# Point annotations for photographs
┄┄┄┄┄┄┄┄┄┄

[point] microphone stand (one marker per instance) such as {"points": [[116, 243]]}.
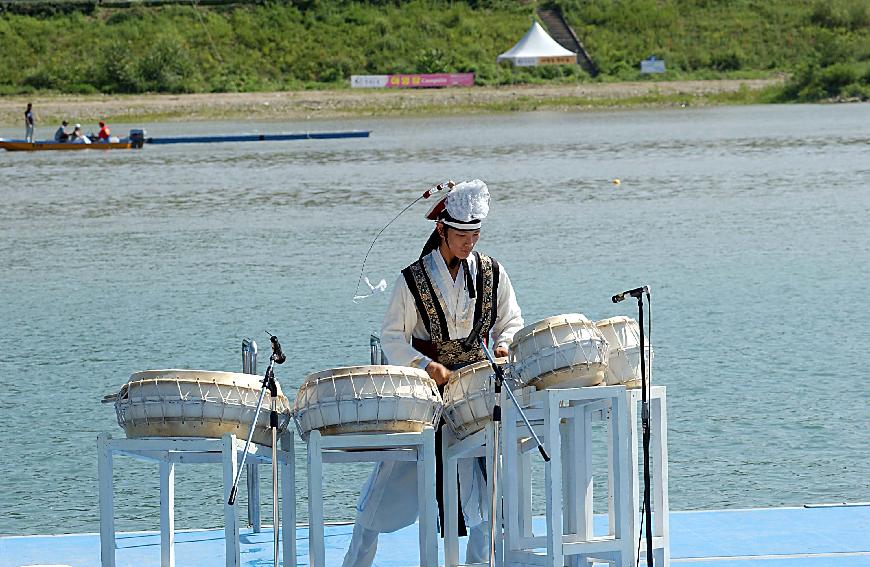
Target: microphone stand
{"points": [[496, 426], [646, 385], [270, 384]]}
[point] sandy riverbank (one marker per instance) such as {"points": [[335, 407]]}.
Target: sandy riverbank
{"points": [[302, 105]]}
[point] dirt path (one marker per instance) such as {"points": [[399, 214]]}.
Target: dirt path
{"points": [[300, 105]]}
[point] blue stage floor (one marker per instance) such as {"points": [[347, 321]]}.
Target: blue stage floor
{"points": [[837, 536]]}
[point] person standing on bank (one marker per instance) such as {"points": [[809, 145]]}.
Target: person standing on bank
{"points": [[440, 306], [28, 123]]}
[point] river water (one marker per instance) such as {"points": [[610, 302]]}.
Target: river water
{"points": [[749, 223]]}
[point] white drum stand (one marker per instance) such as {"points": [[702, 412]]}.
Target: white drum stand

┄┄┄┄┄┄┄┄┄┄

# GIVEN REQUEST
Rewrite all of the material above as a Markdown table with the columns "No." and "Line", placing each non-blank line in its own numbered row. Omit the pictures.

# FINAL ANSWER
| No. | Line |
|---|---|
| 1 | [point] microphone stand (one marker per instance) such as {"points": [[116, 243]]}. |
| 2 | Target: microphone stand |
| 3 | {"points": [[496, 426], [646, 385], [270, 384]]} |
| 4 | [point] sandy riverbank (one marker per instance) such as {"points": [[335, 407]]}. |
| 5 | Target: sandy riverbank |
| 6 | {"points": [[302, 105]]} |
| 7 | [point] dirt path (one marker per instance) such as {"points": [[399, 214]]}. |
| 8 | Target: dirt path |
| 9 | {"points": [[300, 105]]} |
| 10 | [point] blue stage floor (one marker per instance) such as {"points": [[347, 321]]}. |
| 11 | Target: blue stage floor |
| 12 | {"points": [[837, 536]]} |
| 13 | [point] person standing on bank (one marker per instance) such as {"points": [[809, 145]]}. |
| 14 | Target: person standing on bank |
| 15 | {"points": [[440, 306], [28, 123]]} |
| 16 | [point] river water (one marker per instance) such as {"points": [[610, 302]]}. |
| 17 | Target: river water |
| 18 | {"points": [[749, 223]]} |
| 19 | [point] white drum stand (one marker per instance) such as {"points": [[702, 412]]}. |
| 20 | Target: white drum stand |